[[ Provided data, beginning ]]
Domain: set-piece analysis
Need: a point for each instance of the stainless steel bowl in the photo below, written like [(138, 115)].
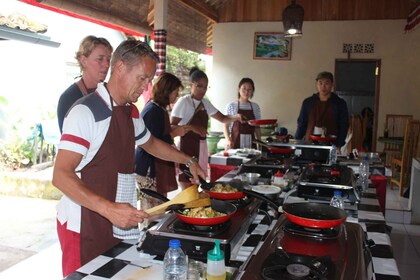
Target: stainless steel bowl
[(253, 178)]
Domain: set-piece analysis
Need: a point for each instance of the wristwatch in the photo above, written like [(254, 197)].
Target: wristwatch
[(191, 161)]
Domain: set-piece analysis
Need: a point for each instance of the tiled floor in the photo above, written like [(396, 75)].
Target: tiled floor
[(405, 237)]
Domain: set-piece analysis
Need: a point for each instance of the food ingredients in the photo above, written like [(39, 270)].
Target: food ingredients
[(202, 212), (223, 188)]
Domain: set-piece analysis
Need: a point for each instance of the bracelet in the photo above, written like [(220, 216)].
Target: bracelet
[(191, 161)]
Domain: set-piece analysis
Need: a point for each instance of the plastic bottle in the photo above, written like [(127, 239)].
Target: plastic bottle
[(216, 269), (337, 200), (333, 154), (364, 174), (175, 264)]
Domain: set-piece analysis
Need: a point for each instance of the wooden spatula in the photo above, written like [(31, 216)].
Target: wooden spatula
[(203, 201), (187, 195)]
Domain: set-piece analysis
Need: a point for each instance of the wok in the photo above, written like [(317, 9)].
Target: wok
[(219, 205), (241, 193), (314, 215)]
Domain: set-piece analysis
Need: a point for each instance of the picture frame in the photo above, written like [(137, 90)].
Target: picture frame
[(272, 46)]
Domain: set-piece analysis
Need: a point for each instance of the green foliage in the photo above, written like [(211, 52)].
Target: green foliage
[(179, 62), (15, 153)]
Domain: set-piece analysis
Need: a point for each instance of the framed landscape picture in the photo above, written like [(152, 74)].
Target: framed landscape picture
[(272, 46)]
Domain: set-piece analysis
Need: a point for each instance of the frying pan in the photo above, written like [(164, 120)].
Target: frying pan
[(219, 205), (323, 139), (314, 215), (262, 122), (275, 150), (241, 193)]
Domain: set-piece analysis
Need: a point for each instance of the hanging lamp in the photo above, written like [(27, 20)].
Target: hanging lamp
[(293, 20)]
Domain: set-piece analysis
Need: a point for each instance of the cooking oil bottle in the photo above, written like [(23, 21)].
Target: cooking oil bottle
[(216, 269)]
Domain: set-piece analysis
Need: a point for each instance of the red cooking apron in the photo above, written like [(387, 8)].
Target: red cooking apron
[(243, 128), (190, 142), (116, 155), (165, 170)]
[[ Provided data, end ]]
[[ Provided data, beginning ]]
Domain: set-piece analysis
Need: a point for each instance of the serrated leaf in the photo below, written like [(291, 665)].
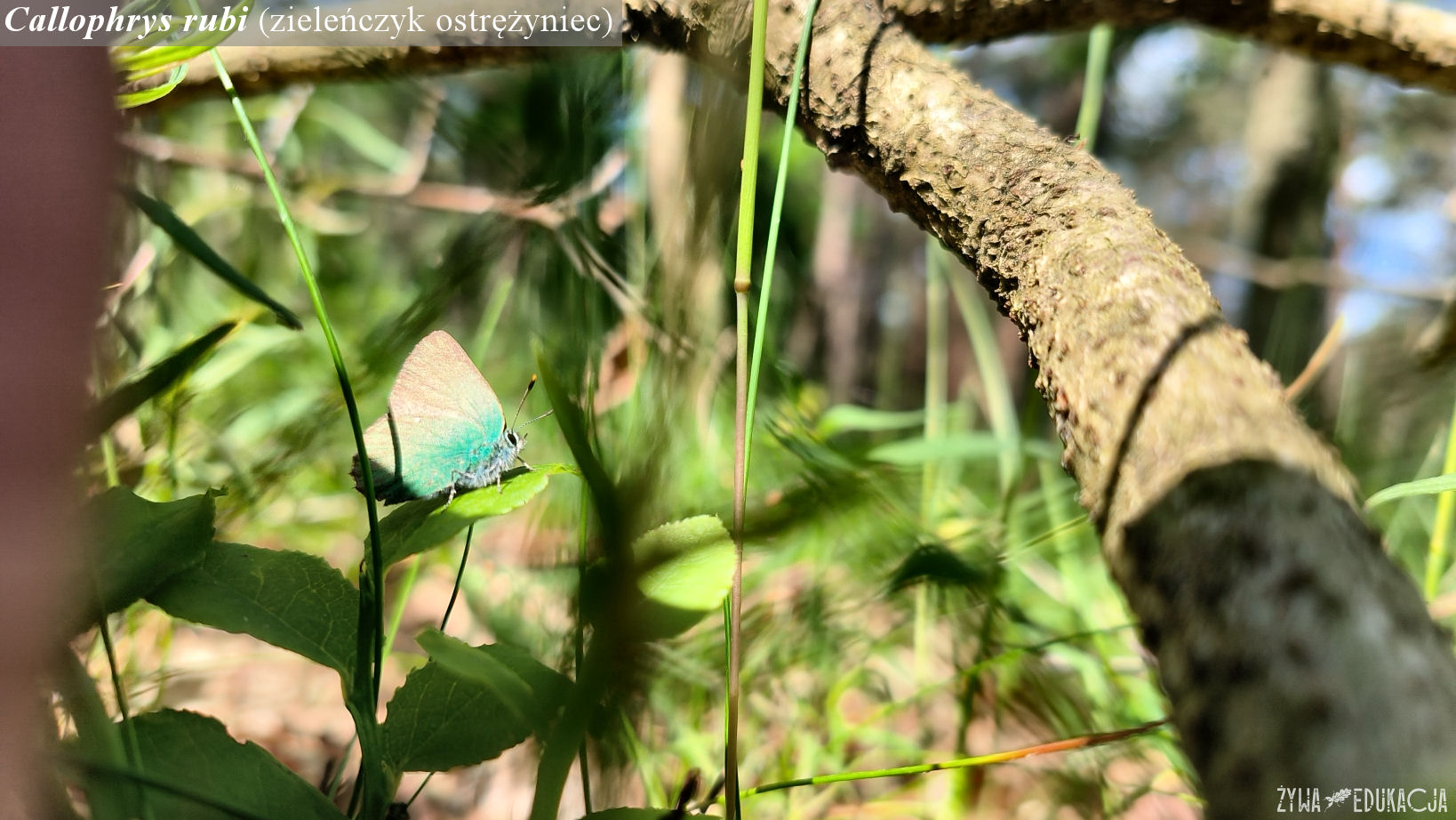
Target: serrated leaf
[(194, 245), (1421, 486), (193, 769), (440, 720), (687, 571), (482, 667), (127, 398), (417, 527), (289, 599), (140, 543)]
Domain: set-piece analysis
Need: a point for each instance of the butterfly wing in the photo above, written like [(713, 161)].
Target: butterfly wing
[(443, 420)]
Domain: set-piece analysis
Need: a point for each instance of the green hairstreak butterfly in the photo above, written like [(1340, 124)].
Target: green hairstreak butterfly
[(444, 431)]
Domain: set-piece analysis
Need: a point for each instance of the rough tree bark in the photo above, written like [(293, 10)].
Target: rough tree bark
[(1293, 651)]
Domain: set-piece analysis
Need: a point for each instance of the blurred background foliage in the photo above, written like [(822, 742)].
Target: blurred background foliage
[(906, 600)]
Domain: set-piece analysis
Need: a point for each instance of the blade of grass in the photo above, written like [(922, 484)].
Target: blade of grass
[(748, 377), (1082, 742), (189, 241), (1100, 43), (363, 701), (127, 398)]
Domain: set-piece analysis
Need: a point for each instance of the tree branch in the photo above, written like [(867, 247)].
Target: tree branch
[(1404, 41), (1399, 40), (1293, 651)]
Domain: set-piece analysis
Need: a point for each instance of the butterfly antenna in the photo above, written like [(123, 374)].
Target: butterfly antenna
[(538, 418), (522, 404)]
[[ Provided data, end ]]
[[ Provided data, beginning ]]
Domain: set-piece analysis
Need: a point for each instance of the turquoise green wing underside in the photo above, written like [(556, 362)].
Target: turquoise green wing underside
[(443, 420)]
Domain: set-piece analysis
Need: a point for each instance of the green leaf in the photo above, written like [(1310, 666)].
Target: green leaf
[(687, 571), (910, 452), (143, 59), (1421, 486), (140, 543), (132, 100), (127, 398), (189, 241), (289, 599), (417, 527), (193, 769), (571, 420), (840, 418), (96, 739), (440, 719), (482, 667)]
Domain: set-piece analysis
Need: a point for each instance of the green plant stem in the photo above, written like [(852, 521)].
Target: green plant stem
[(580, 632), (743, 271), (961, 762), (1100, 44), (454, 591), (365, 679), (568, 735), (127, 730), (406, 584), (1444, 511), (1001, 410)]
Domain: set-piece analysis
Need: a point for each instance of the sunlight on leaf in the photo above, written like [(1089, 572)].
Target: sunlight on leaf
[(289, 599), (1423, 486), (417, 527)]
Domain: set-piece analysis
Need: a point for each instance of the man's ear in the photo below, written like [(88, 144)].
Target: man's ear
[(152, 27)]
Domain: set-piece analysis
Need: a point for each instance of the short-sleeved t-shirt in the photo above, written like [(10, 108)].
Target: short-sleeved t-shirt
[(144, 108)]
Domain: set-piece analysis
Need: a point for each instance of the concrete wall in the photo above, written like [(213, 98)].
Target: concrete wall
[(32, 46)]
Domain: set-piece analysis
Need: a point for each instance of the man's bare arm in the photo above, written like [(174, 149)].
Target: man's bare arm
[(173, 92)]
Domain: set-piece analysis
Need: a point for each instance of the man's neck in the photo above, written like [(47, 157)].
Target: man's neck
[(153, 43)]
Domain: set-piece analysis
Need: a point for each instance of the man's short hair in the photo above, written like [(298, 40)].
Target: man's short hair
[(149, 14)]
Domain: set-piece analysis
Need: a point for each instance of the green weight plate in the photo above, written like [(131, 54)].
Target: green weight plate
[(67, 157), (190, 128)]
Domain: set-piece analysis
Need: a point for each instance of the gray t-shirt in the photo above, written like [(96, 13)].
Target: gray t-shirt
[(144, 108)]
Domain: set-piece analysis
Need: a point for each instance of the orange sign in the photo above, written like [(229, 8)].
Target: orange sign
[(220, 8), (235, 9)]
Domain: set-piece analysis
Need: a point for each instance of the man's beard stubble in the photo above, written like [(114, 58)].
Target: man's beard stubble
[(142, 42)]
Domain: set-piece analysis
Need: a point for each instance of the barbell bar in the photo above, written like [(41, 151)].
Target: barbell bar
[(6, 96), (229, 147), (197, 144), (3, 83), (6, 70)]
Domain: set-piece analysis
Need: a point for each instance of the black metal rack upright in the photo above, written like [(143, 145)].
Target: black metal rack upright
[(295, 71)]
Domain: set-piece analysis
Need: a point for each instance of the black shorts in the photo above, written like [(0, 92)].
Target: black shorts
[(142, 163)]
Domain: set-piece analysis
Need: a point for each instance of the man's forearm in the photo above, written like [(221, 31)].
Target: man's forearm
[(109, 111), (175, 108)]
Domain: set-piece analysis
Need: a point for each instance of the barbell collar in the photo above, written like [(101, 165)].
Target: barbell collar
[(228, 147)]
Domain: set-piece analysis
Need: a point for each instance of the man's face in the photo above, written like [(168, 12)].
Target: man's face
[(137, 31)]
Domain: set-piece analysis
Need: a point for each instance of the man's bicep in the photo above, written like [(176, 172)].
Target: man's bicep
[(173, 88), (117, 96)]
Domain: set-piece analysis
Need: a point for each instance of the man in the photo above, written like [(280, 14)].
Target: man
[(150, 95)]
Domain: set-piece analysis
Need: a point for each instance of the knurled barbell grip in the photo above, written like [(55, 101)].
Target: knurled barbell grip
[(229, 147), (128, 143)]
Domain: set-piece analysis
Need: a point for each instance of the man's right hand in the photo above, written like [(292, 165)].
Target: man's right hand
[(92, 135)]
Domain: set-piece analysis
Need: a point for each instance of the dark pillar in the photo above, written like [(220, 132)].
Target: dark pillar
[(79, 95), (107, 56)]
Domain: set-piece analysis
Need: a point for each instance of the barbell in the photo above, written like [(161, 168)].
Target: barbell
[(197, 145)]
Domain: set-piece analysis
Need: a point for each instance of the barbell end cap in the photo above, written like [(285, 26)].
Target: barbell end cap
[[ Provided data, end ]]
> _What the exercise asks_: Every line of the records containing the word "below" must appear in the answer.

> _Task response_:
Need: a point for each instance of the stainless steel bowl in the photo below, written like [(138, 115)].
Need: a point for each instance of the serrated leaf in the photo below, written like [(291, 665)].
Need: a point for each instance of the man's ear in the photo below, written like [(88, 144)].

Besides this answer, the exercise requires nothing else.